SELECTED EXTRACT START
Dave Finalyson ponders the future at his home in Dundee

But Dave is facing the ultimate dilemma .

Should he end his life earlier than he wishes to ensure that he is still fit enough to make the journey to assisted suicide clinic Dignitas in Switzerland, or should he risk delaying it until he feels his quality of life has become unbearable only to discover he is no longer well enough to travel?

The 67-year-old retired heating surveyor has motor neurone disease.

He is among the many Scots with a disabling terminal illness who are facing this impossible conundrum and who want Scotland to solve it by becoming the first nation in the UK to legalise assisted suicide.

The ex-Logie School pupil, who served with the Black Watch and reckons he has worked in around 40 jobs over the years, experienced his first symptoms in 2009 when he said there was “something different” about his legs going up and down the stairs in his tenement.
SELECTED EXTRACT END
# ACTIVITY A
State whether each statement agrees with the excerpt about assisted suicide: (i) Dave is a retired heating surveyor aged 67; (ii) Dave first noticed symptoms in 2012; (iii) Dave served with the Black Watch. Answer yes or no for each, quoting the deciding words.
# ACTIVITY B
According to the excerpt about assisted suicide, roughly how many jobs does Dave reckon he has worked in?
RECORDS START
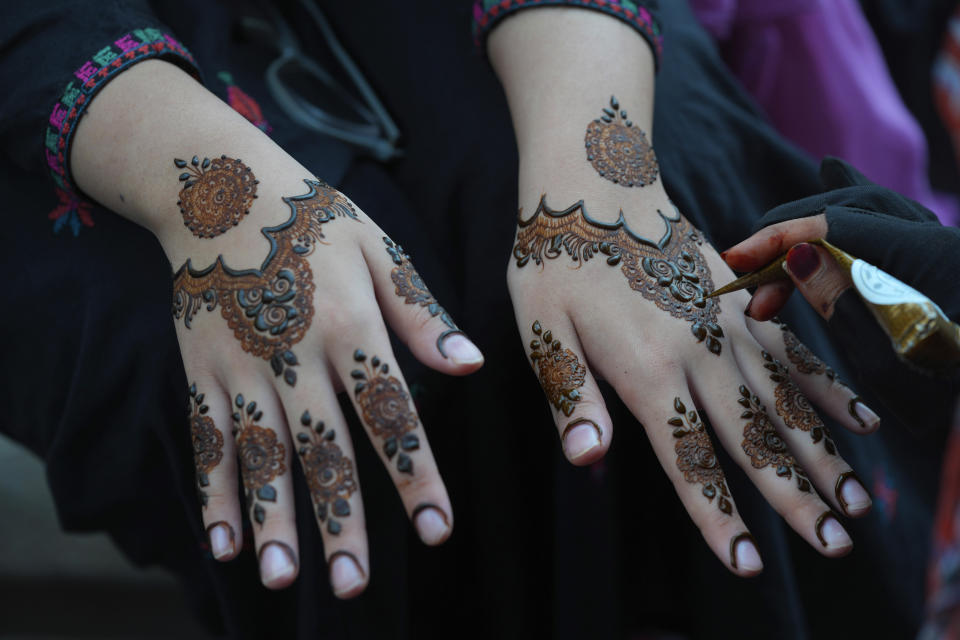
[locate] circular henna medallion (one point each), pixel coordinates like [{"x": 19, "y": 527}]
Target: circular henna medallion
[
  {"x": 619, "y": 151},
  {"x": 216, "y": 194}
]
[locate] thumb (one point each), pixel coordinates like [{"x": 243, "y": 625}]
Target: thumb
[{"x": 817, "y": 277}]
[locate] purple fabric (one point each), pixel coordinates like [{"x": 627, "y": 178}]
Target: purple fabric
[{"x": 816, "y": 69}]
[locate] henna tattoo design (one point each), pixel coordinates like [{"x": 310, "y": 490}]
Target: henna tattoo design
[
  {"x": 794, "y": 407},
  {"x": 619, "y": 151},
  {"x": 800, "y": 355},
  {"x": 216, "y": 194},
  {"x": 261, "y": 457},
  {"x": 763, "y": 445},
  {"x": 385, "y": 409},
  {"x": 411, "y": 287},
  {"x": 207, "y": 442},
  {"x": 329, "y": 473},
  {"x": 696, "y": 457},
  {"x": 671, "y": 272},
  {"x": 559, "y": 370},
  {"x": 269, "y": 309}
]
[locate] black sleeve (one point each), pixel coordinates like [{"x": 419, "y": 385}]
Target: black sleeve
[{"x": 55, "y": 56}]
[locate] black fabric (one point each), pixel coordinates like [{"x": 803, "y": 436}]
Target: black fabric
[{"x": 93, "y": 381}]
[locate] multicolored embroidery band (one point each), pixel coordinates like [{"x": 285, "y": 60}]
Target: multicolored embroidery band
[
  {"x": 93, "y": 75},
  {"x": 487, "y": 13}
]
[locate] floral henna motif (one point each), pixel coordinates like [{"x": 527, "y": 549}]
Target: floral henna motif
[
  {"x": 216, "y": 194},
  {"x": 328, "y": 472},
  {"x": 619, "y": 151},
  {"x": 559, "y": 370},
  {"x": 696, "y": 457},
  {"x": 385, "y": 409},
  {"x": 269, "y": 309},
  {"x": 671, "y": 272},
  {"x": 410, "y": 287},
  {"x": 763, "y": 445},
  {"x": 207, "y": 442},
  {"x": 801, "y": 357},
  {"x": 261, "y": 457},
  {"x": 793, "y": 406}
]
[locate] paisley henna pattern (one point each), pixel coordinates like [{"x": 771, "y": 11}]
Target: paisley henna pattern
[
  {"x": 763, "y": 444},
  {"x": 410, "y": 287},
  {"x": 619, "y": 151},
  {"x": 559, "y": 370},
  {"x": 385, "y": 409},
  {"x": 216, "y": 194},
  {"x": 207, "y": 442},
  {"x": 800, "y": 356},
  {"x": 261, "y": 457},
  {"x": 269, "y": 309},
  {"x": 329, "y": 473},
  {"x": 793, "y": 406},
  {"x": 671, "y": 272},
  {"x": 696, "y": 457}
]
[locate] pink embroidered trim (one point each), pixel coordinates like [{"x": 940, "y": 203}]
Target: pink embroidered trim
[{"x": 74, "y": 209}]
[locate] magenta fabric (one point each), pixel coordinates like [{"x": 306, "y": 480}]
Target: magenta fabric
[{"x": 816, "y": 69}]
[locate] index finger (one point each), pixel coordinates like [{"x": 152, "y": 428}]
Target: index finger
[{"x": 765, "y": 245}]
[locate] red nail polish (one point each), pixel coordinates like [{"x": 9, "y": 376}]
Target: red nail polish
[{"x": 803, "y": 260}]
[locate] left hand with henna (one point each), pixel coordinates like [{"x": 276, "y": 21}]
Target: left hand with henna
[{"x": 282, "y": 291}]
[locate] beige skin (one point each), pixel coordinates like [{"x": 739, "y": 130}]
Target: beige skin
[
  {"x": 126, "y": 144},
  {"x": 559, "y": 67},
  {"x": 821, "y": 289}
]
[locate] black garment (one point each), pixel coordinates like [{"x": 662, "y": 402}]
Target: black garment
RECORDS END
RECORDS START
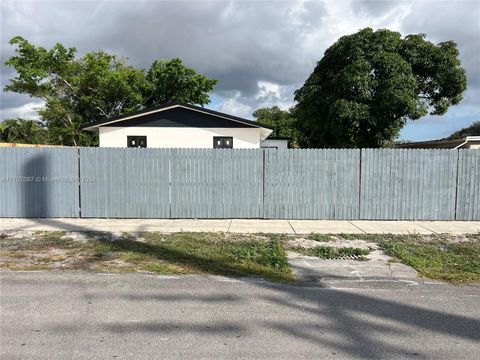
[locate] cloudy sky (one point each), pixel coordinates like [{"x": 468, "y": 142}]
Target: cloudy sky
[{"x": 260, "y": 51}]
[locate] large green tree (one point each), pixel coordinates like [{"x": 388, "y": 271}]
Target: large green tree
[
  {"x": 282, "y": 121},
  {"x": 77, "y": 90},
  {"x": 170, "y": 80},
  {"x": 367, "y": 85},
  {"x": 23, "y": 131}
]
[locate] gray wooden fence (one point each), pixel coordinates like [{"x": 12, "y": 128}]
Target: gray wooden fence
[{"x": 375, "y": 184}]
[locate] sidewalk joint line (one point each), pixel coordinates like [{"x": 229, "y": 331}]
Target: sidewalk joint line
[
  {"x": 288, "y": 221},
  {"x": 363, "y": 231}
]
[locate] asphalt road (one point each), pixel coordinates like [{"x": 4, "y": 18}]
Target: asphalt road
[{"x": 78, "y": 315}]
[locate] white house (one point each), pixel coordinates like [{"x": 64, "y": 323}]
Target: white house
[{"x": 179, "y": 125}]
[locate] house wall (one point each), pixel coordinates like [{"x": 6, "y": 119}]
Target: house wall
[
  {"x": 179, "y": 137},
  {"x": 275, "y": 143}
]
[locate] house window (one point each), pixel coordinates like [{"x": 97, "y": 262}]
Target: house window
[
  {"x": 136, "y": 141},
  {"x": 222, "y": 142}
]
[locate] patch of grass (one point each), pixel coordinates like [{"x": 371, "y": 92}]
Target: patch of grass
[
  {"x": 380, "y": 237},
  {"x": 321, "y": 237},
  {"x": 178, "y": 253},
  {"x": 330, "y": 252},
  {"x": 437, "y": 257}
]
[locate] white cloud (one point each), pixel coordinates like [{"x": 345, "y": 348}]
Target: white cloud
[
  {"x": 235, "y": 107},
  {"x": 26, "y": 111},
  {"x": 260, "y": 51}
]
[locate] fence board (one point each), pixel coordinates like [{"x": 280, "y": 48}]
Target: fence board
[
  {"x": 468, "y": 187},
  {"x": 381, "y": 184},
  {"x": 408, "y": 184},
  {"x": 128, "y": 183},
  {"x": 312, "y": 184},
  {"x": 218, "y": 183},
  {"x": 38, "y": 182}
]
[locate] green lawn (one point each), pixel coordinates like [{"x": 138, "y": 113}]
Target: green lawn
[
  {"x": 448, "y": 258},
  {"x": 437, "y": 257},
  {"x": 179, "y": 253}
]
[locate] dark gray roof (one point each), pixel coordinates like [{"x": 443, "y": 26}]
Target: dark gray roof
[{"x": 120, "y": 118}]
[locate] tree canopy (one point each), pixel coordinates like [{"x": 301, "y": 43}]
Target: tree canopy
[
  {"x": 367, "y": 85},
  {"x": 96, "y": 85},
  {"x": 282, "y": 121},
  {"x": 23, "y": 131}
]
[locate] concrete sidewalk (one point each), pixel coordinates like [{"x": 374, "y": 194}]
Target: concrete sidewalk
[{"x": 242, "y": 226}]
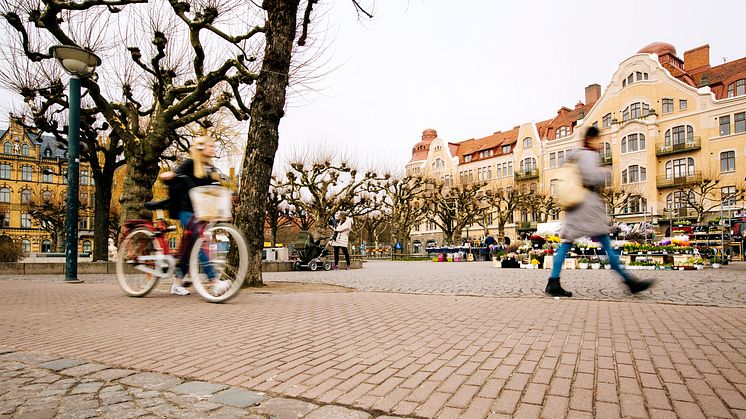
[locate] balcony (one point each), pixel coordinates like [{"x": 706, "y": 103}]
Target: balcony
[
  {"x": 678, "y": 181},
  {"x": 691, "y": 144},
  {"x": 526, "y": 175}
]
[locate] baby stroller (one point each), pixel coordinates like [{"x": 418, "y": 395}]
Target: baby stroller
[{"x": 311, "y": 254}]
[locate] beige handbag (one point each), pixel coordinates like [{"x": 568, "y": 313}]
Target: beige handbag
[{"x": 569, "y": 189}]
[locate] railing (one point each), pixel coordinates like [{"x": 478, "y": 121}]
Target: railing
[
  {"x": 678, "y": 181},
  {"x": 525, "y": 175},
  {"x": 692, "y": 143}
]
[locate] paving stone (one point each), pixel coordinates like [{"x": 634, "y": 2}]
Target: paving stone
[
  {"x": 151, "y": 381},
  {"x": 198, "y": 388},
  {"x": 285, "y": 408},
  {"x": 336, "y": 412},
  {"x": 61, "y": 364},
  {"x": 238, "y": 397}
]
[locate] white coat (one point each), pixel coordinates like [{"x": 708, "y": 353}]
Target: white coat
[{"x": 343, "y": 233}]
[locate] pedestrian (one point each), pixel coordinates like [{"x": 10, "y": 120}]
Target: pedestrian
RECORDS END
# SOLUTION A
(i) Yes: "The 67-year-old retired heating surveyor has motor neurone disease."
(ii) No: "experienced his first symptoms in 2009"
(iii) Yes: "who served with the Black Watch"

# SOLUTION B
Around 40 jobs.